>> Begin

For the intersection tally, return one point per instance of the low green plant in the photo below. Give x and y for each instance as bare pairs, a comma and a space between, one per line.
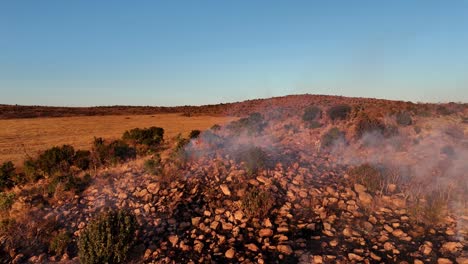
257, 202
6, 200
253, 157
59, 243
331, 136
194, 134
368, 176
108, 238
7, 175
339, 112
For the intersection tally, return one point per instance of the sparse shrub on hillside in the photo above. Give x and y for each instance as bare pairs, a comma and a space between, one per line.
153, 165
151, 137
254, 158
444, 111
6, 200
369, 125
108, 238
194, 134
59, 242
257, 202
56, 160
368, 176
311, 113
456, 132
404, 119
110, 153
252, 124
331, 136
339, 112
216, 127
82, 159
7, 174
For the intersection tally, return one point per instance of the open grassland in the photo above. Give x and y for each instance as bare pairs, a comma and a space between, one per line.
22, 137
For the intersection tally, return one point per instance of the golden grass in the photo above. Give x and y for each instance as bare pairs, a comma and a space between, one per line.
22, 137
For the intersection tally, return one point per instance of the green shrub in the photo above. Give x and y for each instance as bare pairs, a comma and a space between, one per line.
153, 165
59, 243
369, 125
56, 160
253, 124
6, 200
368, 176
254, 158
151, 137
7, 174
311, 114
112, 153
339, 112
82, 159
108, 238
333, 135
194, 134
404, 119
257, 202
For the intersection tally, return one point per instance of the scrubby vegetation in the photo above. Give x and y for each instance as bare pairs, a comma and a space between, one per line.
339, 112
257, 202
108, 238
332, 136
253, 124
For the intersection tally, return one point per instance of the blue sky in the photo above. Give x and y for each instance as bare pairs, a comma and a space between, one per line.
80, 53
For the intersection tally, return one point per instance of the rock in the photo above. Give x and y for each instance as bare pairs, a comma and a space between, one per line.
444, 261
153, 188
365, 198
225, 189
173, 239
252, 247
230, 253
451, 247
265, 232
388, 246
318, 259
359, 188
238, 215
285, 249
354, 257
196, 221
375, 257
426, 248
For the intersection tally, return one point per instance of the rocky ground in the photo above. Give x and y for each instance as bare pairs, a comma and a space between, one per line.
317, 214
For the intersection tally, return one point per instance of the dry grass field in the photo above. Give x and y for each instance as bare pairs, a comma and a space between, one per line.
22, 137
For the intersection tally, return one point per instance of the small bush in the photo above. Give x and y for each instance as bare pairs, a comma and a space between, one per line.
194, 134
108, 238
257, 202
6, 200
367, 176
7, 175
339, 112
151, 137
404, 119
59, 243
311, 113
369, 125
333, 135
253, 124
82, 159
254, 158
153, 165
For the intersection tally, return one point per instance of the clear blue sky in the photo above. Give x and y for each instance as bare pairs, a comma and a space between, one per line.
197, 52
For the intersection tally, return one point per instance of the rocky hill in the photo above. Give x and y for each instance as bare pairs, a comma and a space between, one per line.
307, 179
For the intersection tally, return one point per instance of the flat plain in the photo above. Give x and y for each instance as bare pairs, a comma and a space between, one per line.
22, 137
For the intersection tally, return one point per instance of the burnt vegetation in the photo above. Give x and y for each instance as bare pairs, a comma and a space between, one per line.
261, 189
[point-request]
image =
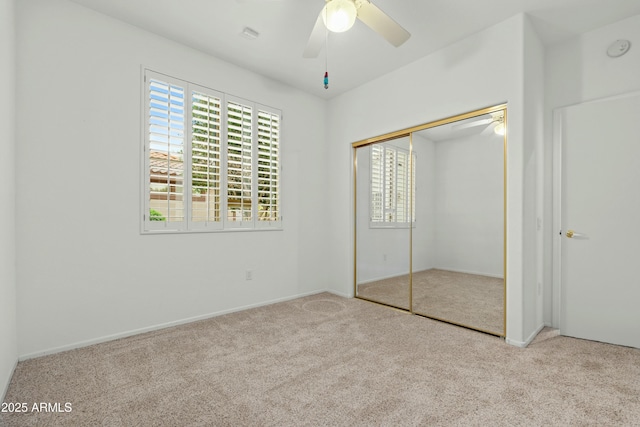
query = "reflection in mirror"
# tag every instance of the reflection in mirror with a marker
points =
(383, 219)
(458, 241)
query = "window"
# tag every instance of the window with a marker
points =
(391, 184)
(212, 162)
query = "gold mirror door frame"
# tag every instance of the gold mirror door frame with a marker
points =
(456, 172)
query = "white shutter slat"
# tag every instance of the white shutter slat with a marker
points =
(206, 120)
(165, 116)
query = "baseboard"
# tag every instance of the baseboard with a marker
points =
(133, 332)
(340, 294)
(5, 387)
(524, 344)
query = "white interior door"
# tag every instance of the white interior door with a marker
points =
(600, 203)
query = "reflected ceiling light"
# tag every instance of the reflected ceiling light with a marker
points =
(339, 15)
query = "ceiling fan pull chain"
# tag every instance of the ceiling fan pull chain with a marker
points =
(326, 58)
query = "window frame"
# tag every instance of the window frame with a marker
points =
(408, 187)
(223, 224)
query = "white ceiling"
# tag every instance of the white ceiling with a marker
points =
(358, 55)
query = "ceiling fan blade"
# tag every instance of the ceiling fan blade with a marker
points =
(382, 24)
(316, 39)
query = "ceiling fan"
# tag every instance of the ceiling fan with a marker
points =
(340, 15)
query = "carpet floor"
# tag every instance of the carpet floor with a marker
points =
(465, 299)
(324, 360)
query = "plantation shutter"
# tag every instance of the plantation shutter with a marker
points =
(268, 166)
(390, 185)
(239, 162)
(165, 152)
(377, 189)
(206, 202)
(402, 186)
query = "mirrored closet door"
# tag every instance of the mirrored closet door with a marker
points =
(430, 219)
(383, 209)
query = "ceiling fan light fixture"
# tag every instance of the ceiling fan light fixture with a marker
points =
(339, 15)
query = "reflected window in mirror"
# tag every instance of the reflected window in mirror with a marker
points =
(392, 181)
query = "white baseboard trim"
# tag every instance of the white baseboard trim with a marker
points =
(340, 294)
(524, 344)
(5, 387)
(133, 332)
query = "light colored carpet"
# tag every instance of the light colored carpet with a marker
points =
(325, 360)
(466, 299)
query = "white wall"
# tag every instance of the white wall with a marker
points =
(483, 70)
(85, 271)
(469, 214)
(576, 71)
(8, 346)
(533, 107)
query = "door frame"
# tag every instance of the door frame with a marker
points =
(556, 309)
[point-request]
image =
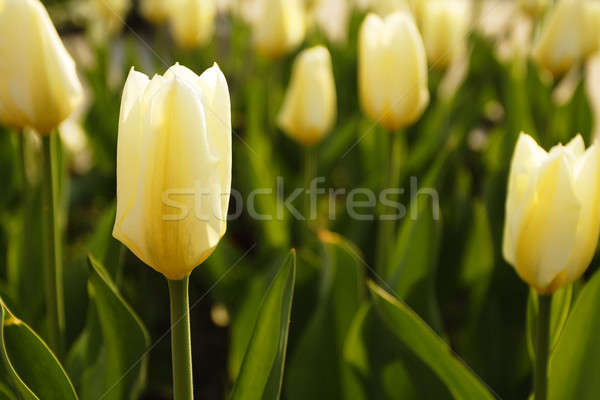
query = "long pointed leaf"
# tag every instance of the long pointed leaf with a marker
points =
(261, 373)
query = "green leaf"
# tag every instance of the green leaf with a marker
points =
(380, 365)
(261, 372)
(262, 171)
(317, 369)
(29, 364)
(119, 369)
(412, 267)
(561, 304)
(428, 347)
(108, 251)
(575, 362)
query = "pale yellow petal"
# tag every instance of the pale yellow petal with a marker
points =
(128, 144)
(526, 159)
(547, 235)
(587, 188)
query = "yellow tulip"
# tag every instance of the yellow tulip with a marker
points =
(552, 212)
(569, 34)
(309, 108)
(173, 167)
(155, 11)
(445, 26)
(39, 87)
(278, 27)
(108, 16)
(533, 6)
(392, 70)
(192, 22)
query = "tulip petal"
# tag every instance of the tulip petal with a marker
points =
(576, 146)
(128, 145)
(174, 211)
(547, 235)
(372, 83)
(217, 109)
(526, 159)
(408, 94)
(587, 188)
(38, 82)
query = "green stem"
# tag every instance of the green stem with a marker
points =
(22, 162)
(542, 347)
(310, 171)
(52, 243)
(181, 346)
(385, 234)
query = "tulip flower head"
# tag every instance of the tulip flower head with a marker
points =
(173, 167)
(192, 22)
(533, 7)
(552, 212)
(278, 26)
(39, 87)
(155, 11)
(309, 107)
(445, 26)
(392, 70)
(570, 33)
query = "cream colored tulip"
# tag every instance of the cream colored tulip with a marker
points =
(392, 70)
(333, 17)
(39, 87)
(445, 26)
(552, 212)
(533, 6)
(192, 22)
(278, 26)
(108, 16)
(570, 33)
(173, 167)
(155, 11)
(310, 106)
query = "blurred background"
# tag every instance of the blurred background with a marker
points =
(449, 270)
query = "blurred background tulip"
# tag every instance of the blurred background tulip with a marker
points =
(533, 7)
(310, 105)
(445, 26)
(173, 129)
(392, 70)
(39, 87)
(155, 11)
(332, 17)
(552, 212)
(569, 33)
(278, 26)
(192, 22)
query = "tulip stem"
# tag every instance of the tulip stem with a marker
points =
(542, 347)
(181, 347)
(387, 217)
(55, 312)
(310, 170)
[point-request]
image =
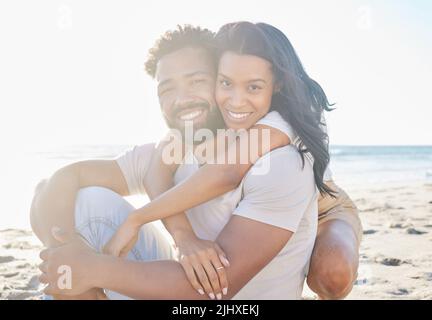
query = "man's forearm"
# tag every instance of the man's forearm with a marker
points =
(144, 280)
(54, 204)
(158, 180)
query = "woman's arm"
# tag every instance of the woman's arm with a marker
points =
(212, 180)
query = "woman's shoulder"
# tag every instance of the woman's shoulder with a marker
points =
(274, 120)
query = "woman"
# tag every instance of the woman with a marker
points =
(261, 85)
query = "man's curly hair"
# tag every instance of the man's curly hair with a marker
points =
(183, 37)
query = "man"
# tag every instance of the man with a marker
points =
(245, 240)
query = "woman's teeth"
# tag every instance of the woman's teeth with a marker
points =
(191, 115)
(239, 115)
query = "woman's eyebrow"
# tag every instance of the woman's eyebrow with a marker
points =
(249, 81)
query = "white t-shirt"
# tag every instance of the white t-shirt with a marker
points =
(285, 196)
(274, 119)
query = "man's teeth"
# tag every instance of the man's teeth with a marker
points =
(239, 115)
(191, 115)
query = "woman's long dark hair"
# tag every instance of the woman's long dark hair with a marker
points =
(300, 99)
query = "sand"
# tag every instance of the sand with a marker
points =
(395, 254)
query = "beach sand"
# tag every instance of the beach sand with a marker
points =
(395, 254)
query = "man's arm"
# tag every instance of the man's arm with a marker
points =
(327, 202)
(54, 202)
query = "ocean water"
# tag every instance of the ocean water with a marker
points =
(368, 166)
(353, 167)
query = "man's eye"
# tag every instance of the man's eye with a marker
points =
(198, 81)
(224, 83)
(254, 87)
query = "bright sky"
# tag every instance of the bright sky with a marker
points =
(72, 71)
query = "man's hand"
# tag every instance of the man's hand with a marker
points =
(68, 269)
(124, 239)
(204, 263)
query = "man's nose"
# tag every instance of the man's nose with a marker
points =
(183, 98)
(237, 99)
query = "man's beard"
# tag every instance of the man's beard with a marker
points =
(213, 121)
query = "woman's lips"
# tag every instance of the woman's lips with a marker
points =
(238, 116)
(190, 114)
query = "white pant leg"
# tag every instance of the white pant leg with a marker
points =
(98, 214)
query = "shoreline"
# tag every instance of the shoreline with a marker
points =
(395, 253)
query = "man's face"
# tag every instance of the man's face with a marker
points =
(186, 83)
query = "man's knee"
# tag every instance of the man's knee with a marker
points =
(333, 278)
(334, 262)
(92, 202)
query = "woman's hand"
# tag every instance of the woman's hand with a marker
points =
(124, 239)
(204, 263)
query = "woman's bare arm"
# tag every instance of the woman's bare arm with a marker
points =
(211, 180)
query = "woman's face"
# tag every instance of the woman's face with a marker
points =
(244, 89)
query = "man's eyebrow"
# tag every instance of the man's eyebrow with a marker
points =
(192, 74)
(188, 75)
(251, 80)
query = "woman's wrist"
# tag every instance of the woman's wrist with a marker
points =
(136, 219)
(182, 234)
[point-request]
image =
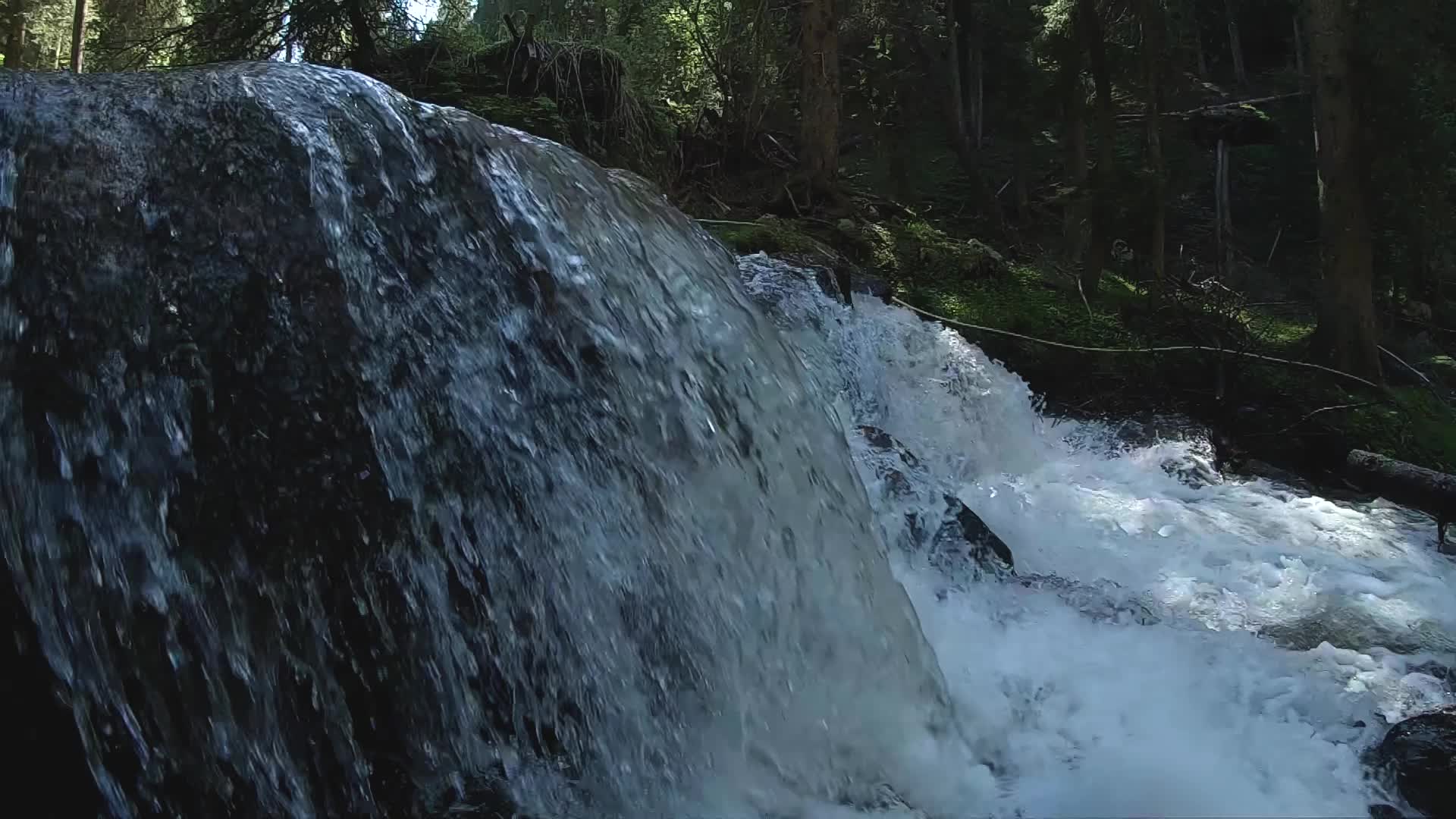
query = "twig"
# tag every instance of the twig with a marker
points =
(1323, 410)
(1175, 349)
(1274, 246)
(794, 205)
(1218, 105)
(1081, 292)
(1400, 360)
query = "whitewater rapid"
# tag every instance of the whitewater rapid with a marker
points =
(1231, 645)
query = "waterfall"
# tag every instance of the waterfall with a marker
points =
(1180, 643)
(362, 458)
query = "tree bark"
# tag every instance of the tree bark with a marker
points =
(1235, 47)
(79, 37)
(15, 42)
(1155, 24)
(1346, 335)
(820, 96)
(1407, 484)
(1299, 49)
(1098, 241)
(360, 25)
(1075, 148)
(1200, 58)
(956, 76)
(1223, 221)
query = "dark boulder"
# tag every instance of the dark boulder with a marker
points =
(938, 523)
(1419, 755)
(337, 433)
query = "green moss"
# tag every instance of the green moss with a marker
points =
(1279, 330)
(1024, 302)
(769, 235)
(925, 253)
(536, 115)
(1413, 426)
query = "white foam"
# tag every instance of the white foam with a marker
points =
(1277, 657)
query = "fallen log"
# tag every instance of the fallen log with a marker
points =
(1407, 484)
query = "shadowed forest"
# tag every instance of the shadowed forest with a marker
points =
(1258, 186)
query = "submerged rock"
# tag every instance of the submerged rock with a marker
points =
(1420, 755)
(1101, 601)
(951, 535)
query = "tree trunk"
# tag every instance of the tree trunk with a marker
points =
(1223, 222)
(1098, 241)
(1201, 60)
(15, 44)
(1299, 50)
(1075, 146)
(981, 96)
(819, 96)
(360, 25)
(1346, 335)
(1235, 47)
(1155, 25)
(77, 37)
(956, 76)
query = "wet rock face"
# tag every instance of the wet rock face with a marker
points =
(346, 441)
(1420, 755)
(951, 535)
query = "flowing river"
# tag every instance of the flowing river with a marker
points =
(363, 458)
(1231, 645)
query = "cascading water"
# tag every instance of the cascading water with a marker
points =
(1142, 689)
(354, 449)
(356, 452)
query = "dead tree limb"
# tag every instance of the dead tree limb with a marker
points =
(1407, 484)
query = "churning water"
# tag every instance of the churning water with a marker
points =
(1229, 645)
(356, 450)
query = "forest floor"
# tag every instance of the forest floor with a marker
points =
(912, 223)
(1264, 413)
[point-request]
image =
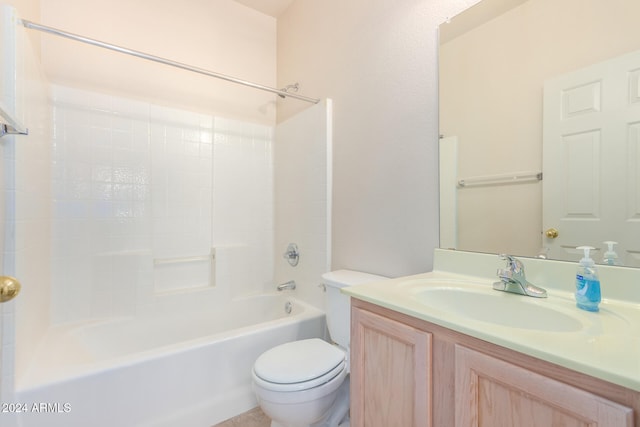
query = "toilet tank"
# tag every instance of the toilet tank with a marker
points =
(338, 305)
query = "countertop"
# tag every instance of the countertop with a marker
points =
(605, 346)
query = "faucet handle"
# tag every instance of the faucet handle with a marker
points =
(513, 264)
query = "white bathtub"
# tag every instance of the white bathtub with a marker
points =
(166, 371)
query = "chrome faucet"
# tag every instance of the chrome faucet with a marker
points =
(291, 284)
(512, 279)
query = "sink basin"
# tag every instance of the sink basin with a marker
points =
(500, 308)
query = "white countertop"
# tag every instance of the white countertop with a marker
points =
(605, 346)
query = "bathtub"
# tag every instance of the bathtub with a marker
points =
(158, 371)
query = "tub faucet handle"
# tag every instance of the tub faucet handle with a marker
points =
(291, 285)
(292, 255)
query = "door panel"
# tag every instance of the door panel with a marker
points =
(591, 188)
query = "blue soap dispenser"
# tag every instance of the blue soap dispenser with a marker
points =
(587, 283)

>> End

- WHAT TO PRODUCE:
How many lines in the records contain the string "sand"? Give only the number.

- EXERCISE SOLUTION:
4